Entries excerpted from a collection:

..............................

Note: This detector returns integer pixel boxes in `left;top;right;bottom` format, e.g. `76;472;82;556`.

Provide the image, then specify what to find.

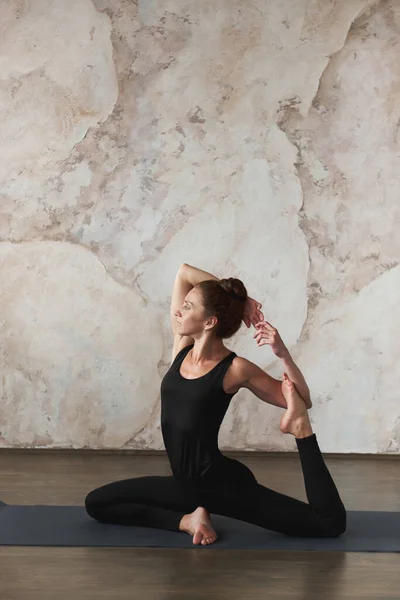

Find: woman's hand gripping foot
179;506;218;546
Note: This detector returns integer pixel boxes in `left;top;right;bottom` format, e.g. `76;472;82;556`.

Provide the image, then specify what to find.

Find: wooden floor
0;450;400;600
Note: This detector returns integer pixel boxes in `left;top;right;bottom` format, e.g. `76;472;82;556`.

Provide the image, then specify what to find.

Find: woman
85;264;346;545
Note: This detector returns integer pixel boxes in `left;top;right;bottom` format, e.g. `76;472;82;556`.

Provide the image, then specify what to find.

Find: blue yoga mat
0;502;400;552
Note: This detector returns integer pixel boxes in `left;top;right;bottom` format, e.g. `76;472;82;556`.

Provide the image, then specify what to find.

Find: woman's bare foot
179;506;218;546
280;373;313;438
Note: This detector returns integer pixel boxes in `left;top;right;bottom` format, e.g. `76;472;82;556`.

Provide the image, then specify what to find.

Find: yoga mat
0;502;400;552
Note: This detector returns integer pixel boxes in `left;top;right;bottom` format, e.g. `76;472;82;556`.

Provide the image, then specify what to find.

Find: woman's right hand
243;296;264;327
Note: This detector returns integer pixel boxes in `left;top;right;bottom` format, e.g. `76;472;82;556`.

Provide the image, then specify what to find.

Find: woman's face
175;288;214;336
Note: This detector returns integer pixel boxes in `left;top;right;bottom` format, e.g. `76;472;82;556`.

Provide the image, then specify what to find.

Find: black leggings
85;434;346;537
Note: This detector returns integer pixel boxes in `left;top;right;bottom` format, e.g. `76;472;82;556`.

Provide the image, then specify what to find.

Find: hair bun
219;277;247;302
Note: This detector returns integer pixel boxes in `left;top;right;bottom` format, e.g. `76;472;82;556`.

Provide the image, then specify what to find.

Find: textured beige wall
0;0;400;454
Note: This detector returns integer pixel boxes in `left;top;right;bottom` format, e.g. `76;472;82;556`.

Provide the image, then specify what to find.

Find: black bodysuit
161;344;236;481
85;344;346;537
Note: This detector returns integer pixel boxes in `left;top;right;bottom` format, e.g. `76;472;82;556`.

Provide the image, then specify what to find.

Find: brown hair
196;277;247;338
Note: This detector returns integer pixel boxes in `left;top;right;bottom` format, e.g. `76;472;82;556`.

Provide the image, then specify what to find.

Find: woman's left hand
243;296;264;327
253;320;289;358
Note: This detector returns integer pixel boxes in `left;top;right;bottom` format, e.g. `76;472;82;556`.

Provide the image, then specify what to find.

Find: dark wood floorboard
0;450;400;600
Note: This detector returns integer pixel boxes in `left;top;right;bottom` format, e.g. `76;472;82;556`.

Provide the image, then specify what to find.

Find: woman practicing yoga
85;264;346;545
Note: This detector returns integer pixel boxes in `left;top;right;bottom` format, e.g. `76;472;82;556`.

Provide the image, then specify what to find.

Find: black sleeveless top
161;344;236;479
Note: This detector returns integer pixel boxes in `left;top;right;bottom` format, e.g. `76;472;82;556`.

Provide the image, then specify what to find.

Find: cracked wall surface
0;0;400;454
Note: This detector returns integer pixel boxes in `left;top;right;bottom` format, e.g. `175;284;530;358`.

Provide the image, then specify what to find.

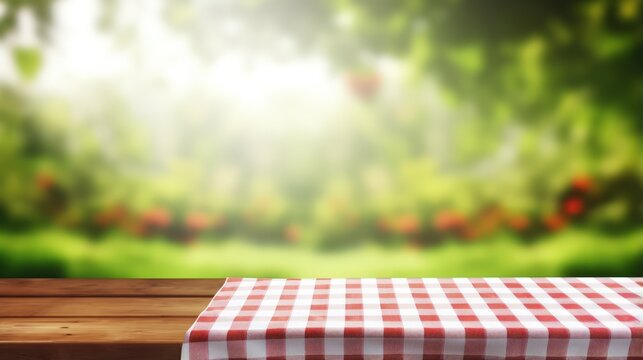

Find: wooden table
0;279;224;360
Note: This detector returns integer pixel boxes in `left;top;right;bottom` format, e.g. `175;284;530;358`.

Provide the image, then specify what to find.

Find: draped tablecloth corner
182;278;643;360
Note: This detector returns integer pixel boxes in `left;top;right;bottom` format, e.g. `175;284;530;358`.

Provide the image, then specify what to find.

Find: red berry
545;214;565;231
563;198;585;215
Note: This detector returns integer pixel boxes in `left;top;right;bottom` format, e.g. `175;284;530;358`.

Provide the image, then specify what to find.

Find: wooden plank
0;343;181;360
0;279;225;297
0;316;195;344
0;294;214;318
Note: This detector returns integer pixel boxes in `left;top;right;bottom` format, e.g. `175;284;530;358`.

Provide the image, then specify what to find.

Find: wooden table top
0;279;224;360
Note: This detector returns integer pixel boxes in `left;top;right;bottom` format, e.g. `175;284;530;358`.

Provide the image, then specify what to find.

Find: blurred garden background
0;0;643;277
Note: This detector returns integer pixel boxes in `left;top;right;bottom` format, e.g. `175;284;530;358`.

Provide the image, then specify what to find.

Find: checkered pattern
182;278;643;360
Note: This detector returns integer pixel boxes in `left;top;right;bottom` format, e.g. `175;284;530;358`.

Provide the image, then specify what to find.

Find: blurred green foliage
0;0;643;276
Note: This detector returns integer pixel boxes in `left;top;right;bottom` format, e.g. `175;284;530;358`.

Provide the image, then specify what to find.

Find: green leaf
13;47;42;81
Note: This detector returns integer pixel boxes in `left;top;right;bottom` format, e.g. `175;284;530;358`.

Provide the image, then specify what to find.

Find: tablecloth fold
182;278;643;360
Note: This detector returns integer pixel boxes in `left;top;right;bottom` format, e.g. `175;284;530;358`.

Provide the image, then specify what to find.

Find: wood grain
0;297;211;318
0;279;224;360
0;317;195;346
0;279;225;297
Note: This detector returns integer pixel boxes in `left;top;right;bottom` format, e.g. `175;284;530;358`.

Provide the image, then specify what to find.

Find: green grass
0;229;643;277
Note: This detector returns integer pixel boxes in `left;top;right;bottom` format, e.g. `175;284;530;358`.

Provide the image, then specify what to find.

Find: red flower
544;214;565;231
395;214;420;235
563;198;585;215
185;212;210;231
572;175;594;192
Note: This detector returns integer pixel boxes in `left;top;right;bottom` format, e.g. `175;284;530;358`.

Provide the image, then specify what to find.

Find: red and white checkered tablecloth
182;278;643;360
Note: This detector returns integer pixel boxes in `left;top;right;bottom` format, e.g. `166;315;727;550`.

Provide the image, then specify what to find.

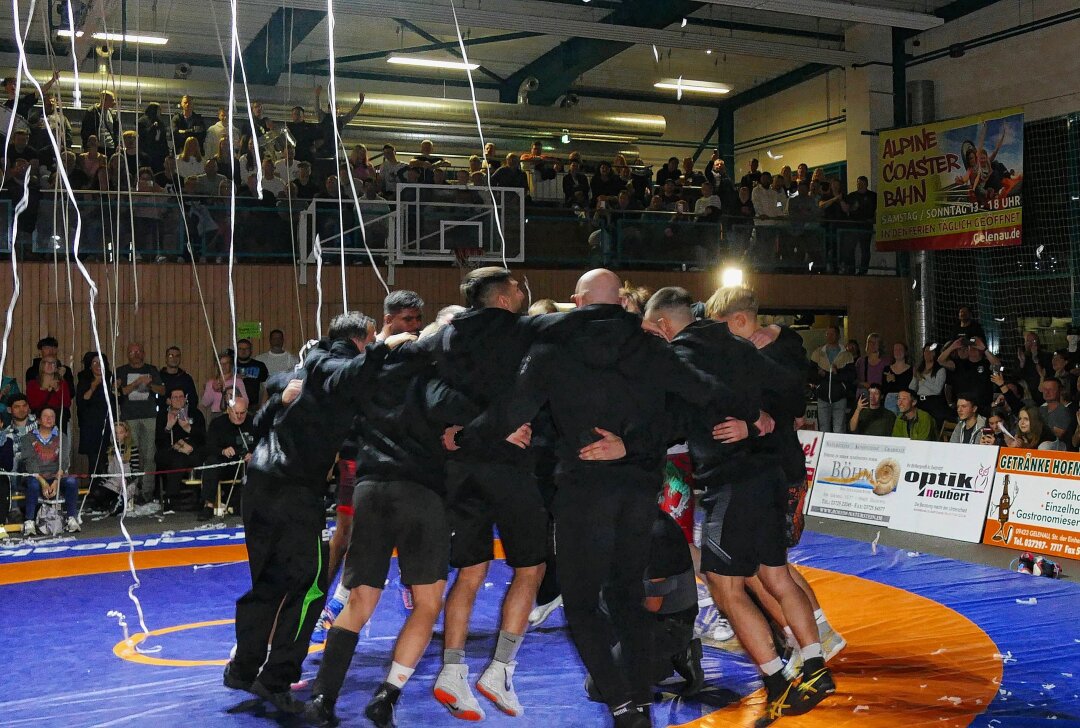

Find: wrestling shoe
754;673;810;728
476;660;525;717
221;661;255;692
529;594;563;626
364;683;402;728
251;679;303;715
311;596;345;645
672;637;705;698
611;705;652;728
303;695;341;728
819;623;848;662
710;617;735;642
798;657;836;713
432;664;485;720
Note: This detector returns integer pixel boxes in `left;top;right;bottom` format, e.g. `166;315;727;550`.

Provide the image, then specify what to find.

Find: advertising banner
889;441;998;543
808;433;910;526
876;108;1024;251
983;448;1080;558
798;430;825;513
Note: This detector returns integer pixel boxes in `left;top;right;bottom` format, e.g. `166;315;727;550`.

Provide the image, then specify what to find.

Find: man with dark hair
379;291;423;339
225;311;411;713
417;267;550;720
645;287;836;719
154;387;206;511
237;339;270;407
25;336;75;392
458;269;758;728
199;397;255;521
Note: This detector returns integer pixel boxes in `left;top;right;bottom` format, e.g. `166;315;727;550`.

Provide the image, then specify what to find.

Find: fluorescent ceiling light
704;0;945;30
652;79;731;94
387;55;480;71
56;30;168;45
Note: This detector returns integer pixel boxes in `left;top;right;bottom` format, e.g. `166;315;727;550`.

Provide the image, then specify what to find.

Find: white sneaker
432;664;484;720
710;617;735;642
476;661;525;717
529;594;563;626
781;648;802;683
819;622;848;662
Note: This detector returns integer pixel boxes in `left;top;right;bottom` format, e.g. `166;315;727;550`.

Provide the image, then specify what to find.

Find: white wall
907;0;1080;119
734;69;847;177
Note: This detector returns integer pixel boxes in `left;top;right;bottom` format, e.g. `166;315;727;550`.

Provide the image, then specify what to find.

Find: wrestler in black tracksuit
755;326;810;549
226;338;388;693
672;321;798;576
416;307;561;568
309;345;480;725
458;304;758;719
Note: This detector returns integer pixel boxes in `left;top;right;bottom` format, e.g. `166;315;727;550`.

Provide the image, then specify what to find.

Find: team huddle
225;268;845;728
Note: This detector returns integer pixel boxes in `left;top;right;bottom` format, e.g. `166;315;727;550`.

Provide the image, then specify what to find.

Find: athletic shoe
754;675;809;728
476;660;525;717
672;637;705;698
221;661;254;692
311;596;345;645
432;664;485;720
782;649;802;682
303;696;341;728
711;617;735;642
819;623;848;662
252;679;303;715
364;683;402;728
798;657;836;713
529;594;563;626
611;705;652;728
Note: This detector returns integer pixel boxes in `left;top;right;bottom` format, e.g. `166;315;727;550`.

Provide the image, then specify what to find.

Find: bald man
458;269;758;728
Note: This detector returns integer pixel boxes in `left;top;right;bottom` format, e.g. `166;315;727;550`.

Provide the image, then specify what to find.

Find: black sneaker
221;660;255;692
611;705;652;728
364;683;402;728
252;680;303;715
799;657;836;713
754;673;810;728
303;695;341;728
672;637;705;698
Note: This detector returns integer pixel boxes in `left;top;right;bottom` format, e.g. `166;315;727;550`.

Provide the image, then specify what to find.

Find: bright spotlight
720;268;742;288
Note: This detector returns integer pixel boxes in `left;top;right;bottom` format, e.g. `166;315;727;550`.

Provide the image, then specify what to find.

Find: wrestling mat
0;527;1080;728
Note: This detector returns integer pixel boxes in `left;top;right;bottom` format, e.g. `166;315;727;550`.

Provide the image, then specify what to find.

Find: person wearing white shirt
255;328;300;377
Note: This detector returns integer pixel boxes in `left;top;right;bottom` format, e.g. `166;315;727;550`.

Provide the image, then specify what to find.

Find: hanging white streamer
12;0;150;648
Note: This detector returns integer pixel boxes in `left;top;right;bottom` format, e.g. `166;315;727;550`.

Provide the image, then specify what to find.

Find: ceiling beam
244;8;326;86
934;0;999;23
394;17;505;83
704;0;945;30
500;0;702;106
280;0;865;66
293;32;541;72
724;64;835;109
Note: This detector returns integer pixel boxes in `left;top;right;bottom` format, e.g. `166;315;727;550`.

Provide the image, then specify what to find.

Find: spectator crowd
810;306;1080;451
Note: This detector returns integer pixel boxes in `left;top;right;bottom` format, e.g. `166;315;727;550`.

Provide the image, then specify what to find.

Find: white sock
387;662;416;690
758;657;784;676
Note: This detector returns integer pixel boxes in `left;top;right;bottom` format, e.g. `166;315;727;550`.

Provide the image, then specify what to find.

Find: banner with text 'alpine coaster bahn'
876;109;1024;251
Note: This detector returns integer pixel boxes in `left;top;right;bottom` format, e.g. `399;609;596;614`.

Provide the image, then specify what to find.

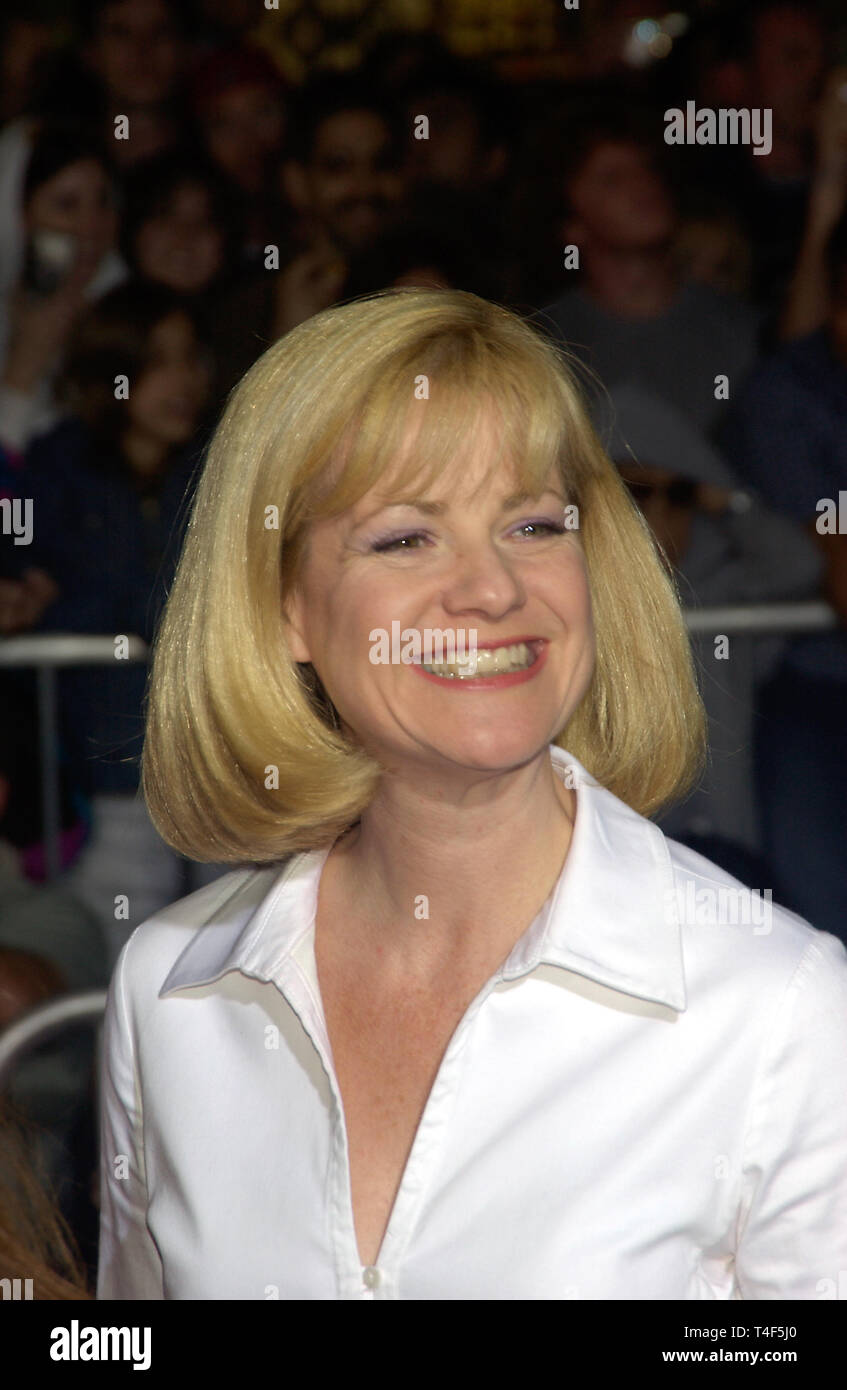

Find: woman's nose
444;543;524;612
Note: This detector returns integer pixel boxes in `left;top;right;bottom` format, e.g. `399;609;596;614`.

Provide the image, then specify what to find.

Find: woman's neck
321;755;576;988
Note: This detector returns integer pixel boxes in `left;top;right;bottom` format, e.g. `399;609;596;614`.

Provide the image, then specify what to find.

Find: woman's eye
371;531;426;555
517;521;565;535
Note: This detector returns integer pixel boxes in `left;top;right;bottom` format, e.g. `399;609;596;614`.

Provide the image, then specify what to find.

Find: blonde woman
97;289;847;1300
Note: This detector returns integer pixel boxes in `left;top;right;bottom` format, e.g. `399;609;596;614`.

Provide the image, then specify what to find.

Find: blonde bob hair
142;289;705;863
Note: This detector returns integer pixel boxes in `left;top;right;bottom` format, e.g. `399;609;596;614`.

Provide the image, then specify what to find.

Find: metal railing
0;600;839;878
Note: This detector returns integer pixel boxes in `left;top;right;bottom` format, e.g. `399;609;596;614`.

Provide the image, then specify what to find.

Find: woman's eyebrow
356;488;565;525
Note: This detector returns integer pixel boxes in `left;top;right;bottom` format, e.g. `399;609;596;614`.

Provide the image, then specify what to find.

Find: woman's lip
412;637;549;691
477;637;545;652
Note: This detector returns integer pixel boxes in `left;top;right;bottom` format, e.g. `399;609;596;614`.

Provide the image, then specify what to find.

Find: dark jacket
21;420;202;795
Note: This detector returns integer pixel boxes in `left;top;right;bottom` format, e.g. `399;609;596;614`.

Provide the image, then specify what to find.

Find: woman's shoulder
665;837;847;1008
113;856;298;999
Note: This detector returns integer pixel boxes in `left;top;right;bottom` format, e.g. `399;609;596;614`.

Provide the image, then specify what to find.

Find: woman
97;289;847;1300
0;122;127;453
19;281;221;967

..............................

Directions for this task:
Output the entries as a numbered list of lines, starting at the first line and ending at the line that contains "85;434;346;537". Omit blank lines and pictures.

In response:
1. Note: This detector returns integer pixel boxes in `left;top;right;bottom` format, e.g. `76;472;82;556`.
2. Provide the image, then specify what to find.
3. Find: woman's hand gripping foot
4. 179;506;218;546
5. Note: This detector returns integer pixel boxes in `left;top;right;bottom` format, e.g. `76;472;82;556`.
6. Provide the image, then specify what to find.
7. Find: wooden floor
8. 0;450;400;600
9. Note: This detector returns integer pixel boxes in `left;top;right;bottom` format, e.g. `76;472;82;556`.
10. Provide the image, then specify what to find.
11. Find: woman
12. 85;264;346;545
13. Note: This detector returns integer pixel boxes in `left;top;right;bottom` format, e.g. `76;472;82;556`.
14. Provide the image, then specify what to find.
15. Find: blue yoga mat
16. 0;502;400;552
17. Note: This detector returns integer pixel boxes in `left;top;right;bottom` format, e.g. `76;472;82;556`.
18. Provide the image, then specify what to find.
19. Find: woman's bare foot
20. 179;506;218;546
21. 280;373;313;438
22. Note: This detector returns integer pixel boxes in `left;top;right;bottom` format, e.g. `76;472;82;556`.
23. Provide the image, then specify what to find.
24. Find: yoga mat
25. 0;502;400;552
26. Note: This detector returns integer pixel boxes in `left;top;right;bottom` format, e.g. `76;472;82;556`.
27. Provide the image, then specify what to find.
28. Find: woman's right hand
29. 243;296;264;327
30. Note: This detector returns integer pixel boxes in `left;top;right;bottom` format, e.g. `76;472;82;556`.
31. Provide the image, then specify what to find.
32. Find: woman's face
33. 175;288;214;336
34. Note: This detector returns integer pixel boxes in `left;top;right;bottom` format, e.g. `76;472;82;556`.
35. Provide the image, then specify what to find.
36. Find: black leggings
37. 85;434;346;537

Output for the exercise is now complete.